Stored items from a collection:
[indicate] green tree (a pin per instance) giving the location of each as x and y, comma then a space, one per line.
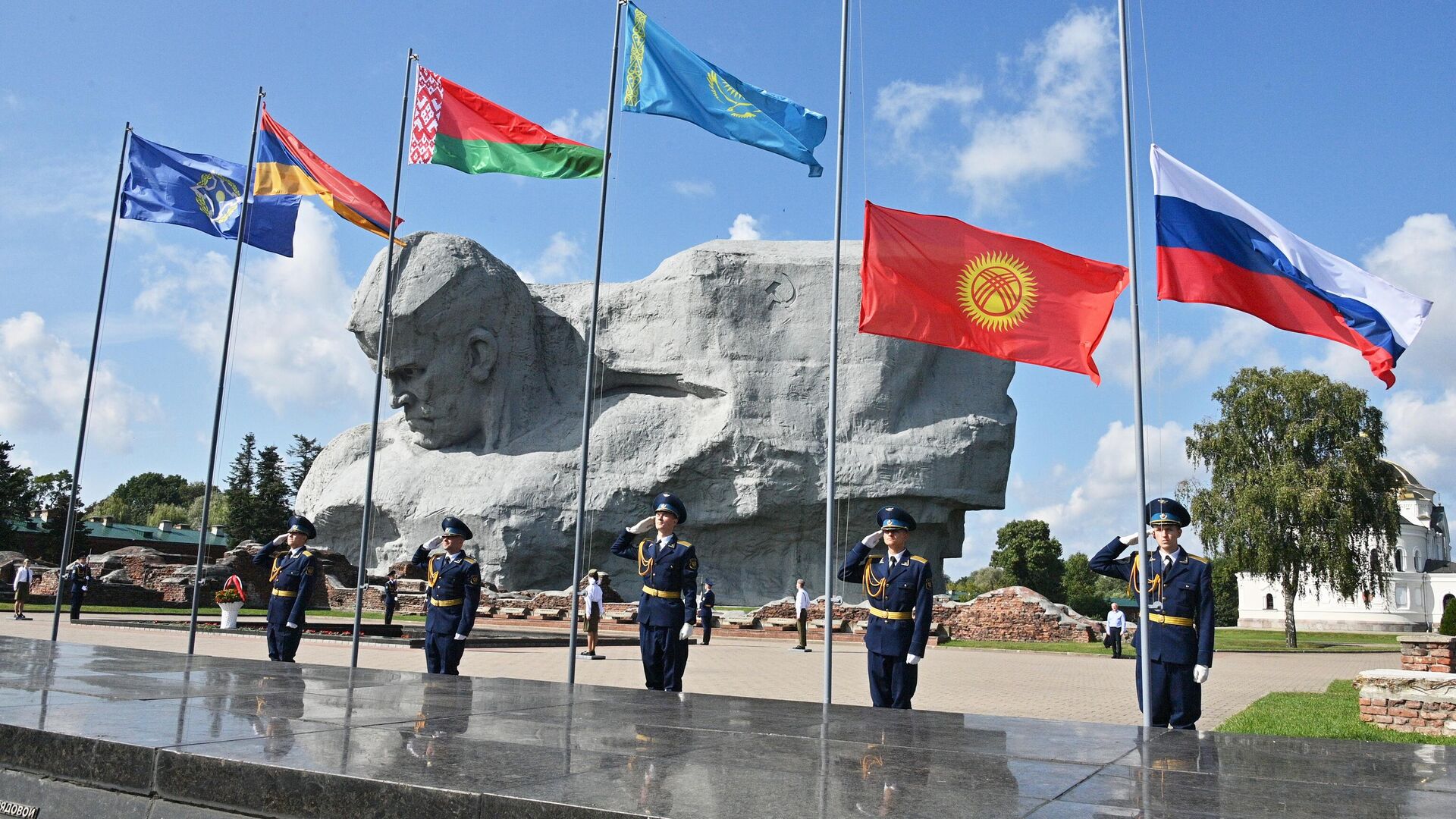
239, 493
1088, 594
1031, 556
300, 457
1298, 491
134, 500
17, 496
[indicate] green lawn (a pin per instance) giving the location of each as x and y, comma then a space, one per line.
1332, 714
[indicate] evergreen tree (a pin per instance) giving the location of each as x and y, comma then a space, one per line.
1299, 493
300, 457
17, 496
240, 490
1031, 556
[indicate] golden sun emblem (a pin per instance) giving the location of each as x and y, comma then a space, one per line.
737, 105
996, 290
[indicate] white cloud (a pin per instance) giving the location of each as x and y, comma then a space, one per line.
584, 129
693, 187
46, 382
745, 226
291, 315
561, 261
1074, 99
908, 105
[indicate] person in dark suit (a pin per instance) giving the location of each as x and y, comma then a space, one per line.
290, 585
391, 596
705, 610
79, 577
900, 588
667, 610
1178, 645
452, 595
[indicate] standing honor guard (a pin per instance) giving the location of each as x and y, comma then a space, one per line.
666, 613
1180, 615
705, 610
900, 588
452, 595
291, 580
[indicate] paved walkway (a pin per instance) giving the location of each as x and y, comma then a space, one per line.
1011, 684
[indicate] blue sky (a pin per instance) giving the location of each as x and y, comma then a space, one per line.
1334, 118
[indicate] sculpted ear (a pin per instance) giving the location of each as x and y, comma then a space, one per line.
482, 352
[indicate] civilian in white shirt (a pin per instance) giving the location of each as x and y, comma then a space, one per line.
801, 614
595, 599
22, 588
1116, 623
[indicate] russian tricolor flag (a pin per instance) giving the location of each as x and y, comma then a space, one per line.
1215, 248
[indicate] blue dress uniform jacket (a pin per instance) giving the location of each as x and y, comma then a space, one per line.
669, 601
1178, 635
902, 604
453, 594
290, 585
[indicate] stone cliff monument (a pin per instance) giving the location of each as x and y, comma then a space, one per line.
714, 385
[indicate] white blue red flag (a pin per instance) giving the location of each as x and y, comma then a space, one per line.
1215, 248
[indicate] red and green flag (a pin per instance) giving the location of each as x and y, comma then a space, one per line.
457, 127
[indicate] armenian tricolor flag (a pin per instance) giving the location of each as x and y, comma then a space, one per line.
287, 167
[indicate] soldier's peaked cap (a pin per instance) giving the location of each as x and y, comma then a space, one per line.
455, 526
303, 526
1166, 512
894, 518
669, 502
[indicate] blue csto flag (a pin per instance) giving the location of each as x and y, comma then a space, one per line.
664, 77
202, 193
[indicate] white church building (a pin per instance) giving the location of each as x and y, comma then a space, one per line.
1421, 580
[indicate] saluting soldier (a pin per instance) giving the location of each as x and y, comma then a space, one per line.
666, 613
452, 595
900, 588
1180, 615
291, 583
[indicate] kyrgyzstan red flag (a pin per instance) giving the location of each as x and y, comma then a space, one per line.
940, 280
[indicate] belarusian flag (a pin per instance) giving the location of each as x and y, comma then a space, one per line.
457, 127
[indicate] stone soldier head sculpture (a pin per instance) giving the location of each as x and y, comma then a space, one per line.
462, 341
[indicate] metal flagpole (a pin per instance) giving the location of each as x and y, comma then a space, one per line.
833, 363
221, 379
1138, 366
69, 537
592, 354
379, 362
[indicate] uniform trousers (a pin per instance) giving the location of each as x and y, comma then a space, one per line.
1177, 700
443, 653
283, 643
892, 681
664, 657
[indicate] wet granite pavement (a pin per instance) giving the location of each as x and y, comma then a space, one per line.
123, 732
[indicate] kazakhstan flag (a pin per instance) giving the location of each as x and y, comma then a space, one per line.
664, 77
202, 193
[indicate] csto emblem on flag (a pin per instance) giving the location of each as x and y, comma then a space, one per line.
218, 197
996, 290
736, 104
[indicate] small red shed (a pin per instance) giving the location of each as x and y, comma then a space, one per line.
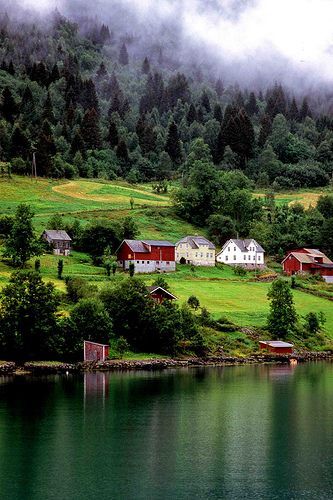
94, 351
276, 346
308, 260
159, 294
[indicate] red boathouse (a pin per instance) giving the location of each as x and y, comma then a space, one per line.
147, 255
308, 260
94, 351
276, 346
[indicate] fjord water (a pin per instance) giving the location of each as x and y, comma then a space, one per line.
234, 432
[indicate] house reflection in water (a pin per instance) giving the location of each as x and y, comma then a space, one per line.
96, 386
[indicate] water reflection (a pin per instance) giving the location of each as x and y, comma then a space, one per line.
233, 432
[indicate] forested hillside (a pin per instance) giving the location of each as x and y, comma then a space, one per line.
91, 100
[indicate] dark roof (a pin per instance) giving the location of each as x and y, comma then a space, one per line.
244, 244
57, 235
276, 343
141, 246
159, 243
309, 257
154, 288
196, 241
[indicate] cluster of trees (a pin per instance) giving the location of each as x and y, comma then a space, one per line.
223, 201
99, 239
87, 107
31, 326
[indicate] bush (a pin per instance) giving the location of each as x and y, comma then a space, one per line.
240, 271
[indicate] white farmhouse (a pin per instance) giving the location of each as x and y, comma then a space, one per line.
196, 250
245, 253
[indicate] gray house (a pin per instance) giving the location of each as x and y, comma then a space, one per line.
59, 240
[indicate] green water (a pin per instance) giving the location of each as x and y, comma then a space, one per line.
220, 433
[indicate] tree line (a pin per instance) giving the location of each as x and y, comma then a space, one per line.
86, 107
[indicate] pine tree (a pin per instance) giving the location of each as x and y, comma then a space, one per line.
191, 114
78, 145
102, 72
293, 113
172, 145
205, 103
218, 113
145, 66
123, 55
265, 130
20, 145
48, 109
90, 129
252, 106
219, 87
282, 317
113, 138
146, 135
8, 106
27, 107
45, 150
305, 110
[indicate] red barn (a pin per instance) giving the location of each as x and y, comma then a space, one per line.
308, 260
94, 351
276, 346
147, 256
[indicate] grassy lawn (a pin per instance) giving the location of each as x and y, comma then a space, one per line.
305, 197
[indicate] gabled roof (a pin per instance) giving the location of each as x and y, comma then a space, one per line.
153, 288
196, 242
309, 257
57, 235
243, 244
158, 243
142, 246
276, 343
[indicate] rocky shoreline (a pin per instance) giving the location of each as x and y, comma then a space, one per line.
46, 368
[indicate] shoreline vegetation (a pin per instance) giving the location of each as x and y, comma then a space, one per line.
160, 363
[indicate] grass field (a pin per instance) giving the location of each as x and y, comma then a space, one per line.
305, 197
87, 200
240, 299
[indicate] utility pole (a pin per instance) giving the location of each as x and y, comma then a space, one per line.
34, 166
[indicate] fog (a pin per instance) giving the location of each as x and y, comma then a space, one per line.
259, 39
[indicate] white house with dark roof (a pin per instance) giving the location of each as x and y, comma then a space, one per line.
246, 253
59, 240
196, 250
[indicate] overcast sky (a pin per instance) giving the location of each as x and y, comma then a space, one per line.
239, 30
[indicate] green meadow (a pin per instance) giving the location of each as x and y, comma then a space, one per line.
240, 299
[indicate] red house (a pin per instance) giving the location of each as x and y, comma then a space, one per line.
276, 346
308, 260
159, 294
94, 351
148, 255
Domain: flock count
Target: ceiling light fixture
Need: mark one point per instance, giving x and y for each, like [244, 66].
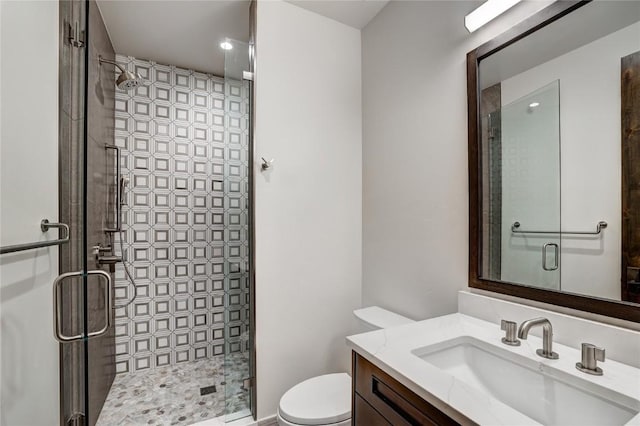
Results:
[486, 12]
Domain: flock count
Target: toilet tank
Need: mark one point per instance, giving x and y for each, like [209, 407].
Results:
[375, 318]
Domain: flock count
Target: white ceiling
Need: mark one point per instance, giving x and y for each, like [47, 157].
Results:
[184, 33]
[355, 13]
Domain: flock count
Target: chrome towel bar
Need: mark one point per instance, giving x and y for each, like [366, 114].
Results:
[44, 225]
[515, 228]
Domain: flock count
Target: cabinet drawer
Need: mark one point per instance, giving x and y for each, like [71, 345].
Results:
[394, 401]
[365, 415]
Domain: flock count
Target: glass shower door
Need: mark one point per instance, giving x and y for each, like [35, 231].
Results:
[530, 137]
[237, 232]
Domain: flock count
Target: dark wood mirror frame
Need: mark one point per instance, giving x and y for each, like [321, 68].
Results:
[610, 308]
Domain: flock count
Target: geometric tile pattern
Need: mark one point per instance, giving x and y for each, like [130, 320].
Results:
[184, 147]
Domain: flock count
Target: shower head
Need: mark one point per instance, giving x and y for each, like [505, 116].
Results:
[127, 80]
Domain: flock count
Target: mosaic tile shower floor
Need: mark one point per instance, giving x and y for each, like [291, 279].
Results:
[171, 395]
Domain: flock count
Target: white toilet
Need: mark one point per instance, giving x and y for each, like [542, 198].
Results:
[326, 399]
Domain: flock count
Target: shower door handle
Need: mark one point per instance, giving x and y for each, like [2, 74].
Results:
[544, 257]
[118, 190]
[57, 314]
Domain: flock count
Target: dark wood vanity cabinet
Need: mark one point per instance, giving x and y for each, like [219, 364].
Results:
[379, 399]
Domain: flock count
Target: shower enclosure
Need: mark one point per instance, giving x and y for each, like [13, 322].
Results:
[155, 309]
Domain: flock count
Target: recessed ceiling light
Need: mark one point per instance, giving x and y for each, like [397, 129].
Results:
[486, 12]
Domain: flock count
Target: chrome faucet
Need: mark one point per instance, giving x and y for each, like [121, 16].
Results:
[547, 336]
[591, 354]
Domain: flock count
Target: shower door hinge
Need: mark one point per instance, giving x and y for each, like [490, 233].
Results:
[77, 419]
[76, 36]
[247, 383]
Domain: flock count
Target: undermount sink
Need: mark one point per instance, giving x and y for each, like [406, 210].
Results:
[543, 393]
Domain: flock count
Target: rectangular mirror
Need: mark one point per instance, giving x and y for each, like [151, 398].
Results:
[554, 130]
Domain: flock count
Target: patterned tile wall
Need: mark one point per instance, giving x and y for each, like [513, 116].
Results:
[184, 147]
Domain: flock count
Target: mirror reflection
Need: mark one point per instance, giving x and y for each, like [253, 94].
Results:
[558, 167]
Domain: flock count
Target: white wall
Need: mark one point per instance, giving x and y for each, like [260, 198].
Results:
[415, 202]
[28, 193]
[590, 141]
[308, 207]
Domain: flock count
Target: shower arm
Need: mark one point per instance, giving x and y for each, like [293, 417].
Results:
[101, 60]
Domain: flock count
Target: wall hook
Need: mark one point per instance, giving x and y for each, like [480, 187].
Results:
[266, 165]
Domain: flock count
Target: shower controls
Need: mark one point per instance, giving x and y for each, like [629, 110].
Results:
[511, 329]
[266, 165]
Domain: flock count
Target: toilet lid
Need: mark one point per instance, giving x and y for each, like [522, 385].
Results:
[319, 400]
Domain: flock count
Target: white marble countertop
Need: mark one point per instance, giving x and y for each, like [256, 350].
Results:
[391, 350]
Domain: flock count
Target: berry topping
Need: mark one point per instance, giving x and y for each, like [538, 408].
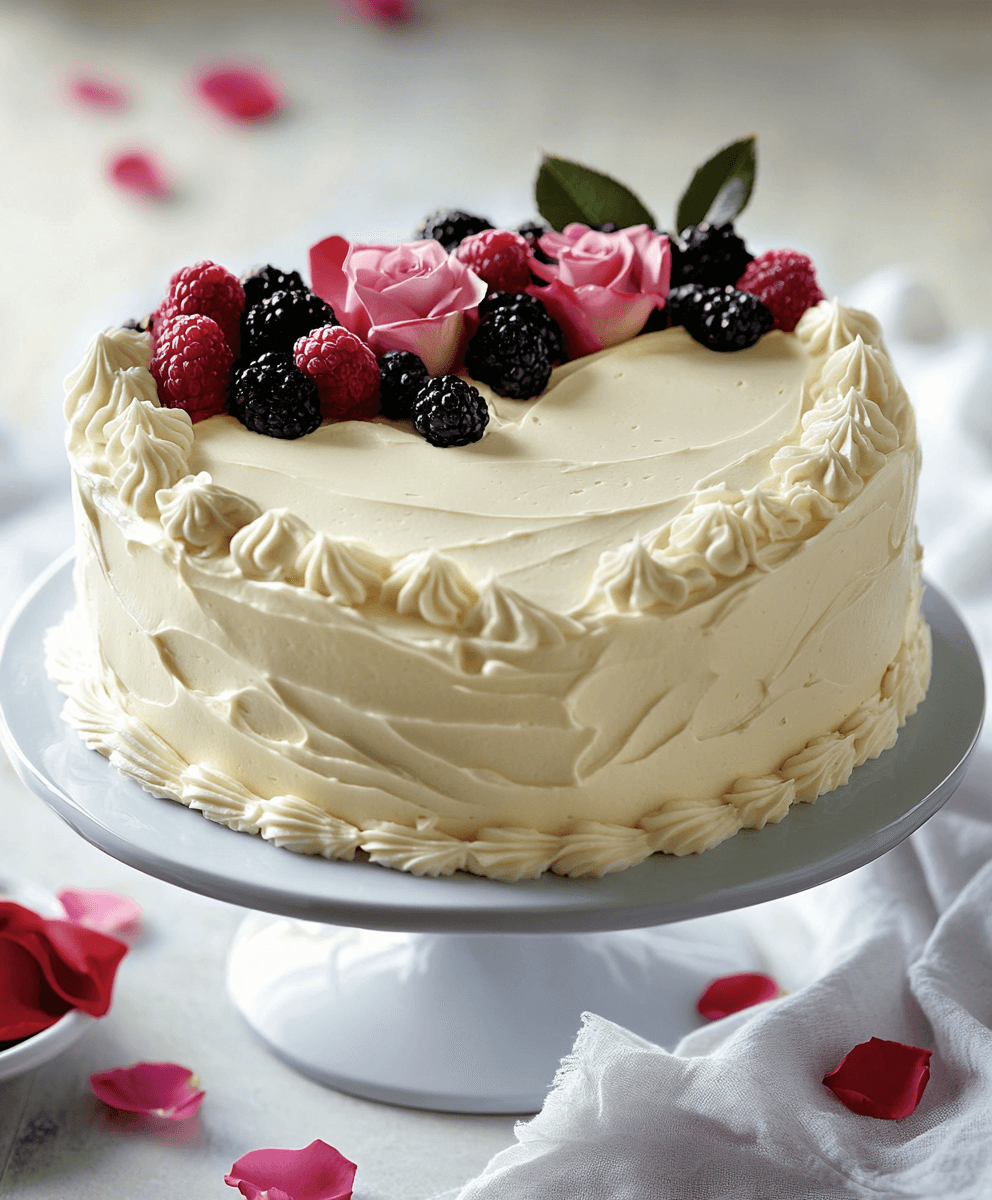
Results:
[786, 282]
[262, 282]
[498, 257]
[449, 227]
[209, 291]
[449, 412]
[192, 366]
[272, 396]
[510, 355]
[709, 256]
[531, 311]
[401, 377]
[282, 318]
[725, 319]
[344, 370]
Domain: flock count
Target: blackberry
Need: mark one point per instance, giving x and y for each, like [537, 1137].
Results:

* _Problem details_: Which lines in the records above hold the string "ceiling"? Copy each of them.

* _Task result_:
Target: ceiling light fixture
Target: white ceiling
Target: recessed ceiling light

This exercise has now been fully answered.